Document excerpt →

________________

Data Observability: What’s Changed and Why Now is the Time to Solve It

Manu Bansal
Lightup Data
Published in
11 min readAug 1, 2021

An interview between TFiR Media and Lightup.

Photo by Markus Spiske from Pexels

Why has data observability suddenly become such a hot topic?

What’s changed in the data stack that’s made observability a new, different, and solvable problem — and why can’t legacy tools seem to deal with it?

I recently answered these questions, and many more, in a far-ranging chat with TFiR Media‘s’s CEO and host Swapnil Bhartiya.

To watch the full video interview, click here.

Or, read on for a full transcript that has been lightly edited for readability.

Swapnil Bhartiya: Let’s start with the story of Lightup. What was the problem in the data quality space you were trying to solve when you co-founded Lightup?

Manu Bansal: It’s been a very personal journey for me. Before starting Lightup I was building a company called Uhana, that got acquired by VMWare in 2019. We were building predictive analytics systems for telcos, and processing tremendous amounts of data in real-time. At its peak we were doing 3 million events per second at sub-second latency, and running machine-learning models on top — all for predicting performance in the telco network.

________________

Information shown →
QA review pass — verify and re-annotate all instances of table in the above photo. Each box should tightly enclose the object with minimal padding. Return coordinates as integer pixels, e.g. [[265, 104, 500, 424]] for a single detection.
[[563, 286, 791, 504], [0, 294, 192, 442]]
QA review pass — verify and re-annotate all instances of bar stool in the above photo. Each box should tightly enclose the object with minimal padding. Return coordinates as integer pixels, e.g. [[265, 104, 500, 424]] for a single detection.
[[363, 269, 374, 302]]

________________

Task requirements →
(1) Based on the data observability interview, answer yes or no to each statement and quote the words from the interview that decide it. (a) Uhana was acquired by VMWare in 2019. (b) The transcript is given without any editing. (c) At its peak, Uhana handled 3 million events per minute.
(2) Name every person mentioned in the data observability interview.
(3) Write what comes next in the data observability interview, starting after its last sentence.
The data that comes after the interview isn't needed here.

Expected results →
(1)
(a) Yes: "that got acquired by VMWare in 2019"
(b) No: "lightly edited for readability"
(c) No: "3 million events per second"

(2) Manu Bansal, Markus Spiske, Swapnil Bhartiya

(3)
But we spent most of our time debugging things, or fixing issues that would catch us by surprise, that would usually end up being unexpected data issues.

When machines would go down or infrastructure would break we would know instantly because we had monitoring there. And if application endpoints would become unresponsive we would know that too. But we lacked a lot of visibility, or observability, in the data that was feeding our pipeline.

And it was a garbage-in, garbage-out system. If you were putting in bad data you would just get bizarre results. We just didn’t have any tools to deal with those issues and solving them would always be a very ad hoc, very reactive process.

We knew we could do better, and should do better, otherwise it would keep creating very embarrassing situations. That’s what led us to look into the problem of data quality in modern data pipelines and data stacks.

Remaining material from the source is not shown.